EXERCISE OBJECTIVE >>
Repeat each line of the material below without change.

RECORDS >>

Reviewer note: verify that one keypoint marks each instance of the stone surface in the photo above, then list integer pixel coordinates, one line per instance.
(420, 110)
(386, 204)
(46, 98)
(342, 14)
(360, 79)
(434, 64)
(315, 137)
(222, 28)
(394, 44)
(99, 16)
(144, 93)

FINISHED TASK >>
Reviewer note: verify that one keypoint marks each instance of the stone surface in the photo above, then list integer pixel coordinates, one line per instance.
(420, 110)
(386, 204)
(46, 98)
(342, 14)
(360, 79)
(434, 64)
(315, 137)
(222, 28)
(394, 44)
(99, 16)
(144, 93)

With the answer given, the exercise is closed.